Problem statement: In the listing below, find the line containing "the red fabric" and the line containing "Target: bare tree". Repeat exactly those two lines and every line between them, nothing more.
== Segment start ==
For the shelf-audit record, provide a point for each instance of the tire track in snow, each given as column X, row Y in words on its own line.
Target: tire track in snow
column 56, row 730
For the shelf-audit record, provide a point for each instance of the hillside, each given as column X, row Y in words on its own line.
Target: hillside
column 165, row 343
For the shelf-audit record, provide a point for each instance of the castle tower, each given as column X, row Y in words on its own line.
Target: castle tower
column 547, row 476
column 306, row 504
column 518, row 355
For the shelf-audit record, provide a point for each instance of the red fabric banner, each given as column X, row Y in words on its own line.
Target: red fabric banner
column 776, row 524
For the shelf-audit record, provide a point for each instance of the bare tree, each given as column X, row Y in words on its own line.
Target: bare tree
== Segment end ==
== Segment start ==
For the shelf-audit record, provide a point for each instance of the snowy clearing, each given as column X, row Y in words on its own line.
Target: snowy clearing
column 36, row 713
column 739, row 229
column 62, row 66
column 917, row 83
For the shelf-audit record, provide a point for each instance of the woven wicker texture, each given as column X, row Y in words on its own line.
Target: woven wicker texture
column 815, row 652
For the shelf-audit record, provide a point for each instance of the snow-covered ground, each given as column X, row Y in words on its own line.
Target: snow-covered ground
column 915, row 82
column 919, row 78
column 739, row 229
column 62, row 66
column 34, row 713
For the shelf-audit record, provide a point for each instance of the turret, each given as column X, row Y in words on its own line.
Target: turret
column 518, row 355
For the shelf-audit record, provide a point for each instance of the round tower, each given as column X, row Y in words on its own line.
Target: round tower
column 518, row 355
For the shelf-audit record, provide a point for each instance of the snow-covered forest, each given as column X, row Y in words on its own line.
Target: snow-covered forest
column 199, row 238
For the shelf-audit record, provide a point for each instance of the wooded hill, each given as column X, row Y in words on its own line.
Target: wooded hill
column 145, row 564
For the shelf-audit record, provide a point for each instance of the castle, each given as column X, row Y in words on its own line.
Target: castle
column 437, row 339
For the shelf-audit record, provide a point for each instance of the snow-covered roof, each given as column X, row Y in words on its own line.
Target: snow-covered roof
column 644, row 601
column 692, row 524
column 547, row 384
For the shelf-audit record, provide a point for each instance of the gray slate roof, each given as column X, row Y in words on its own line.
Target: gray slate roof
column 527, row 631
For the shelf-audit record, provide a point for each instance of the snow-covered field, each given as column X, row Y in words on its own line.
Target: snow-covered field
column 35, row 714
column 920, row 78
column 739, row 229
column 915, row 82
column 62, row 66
== Segment end ==
== Segment start ==
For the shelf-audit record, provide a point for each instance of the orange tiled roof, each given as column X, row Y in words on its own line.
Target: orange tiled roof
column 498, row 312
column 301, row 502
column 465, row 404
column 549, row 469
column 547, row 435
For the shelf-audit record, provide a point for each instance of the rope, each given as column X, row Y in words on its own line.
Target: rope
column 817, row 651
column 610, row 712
== Segment end ==
Answer to the exercise:
For the shelf-audit record, provide a point for each instance of the red fabric banner, each given as column X, row Y in words on its own line.
Target: red fabric banner
column 776, row 524
For the shelf-audit record, provide a point for each instance of the bare tree, each given as column X, row Y in words on its own line.
Target: bare tree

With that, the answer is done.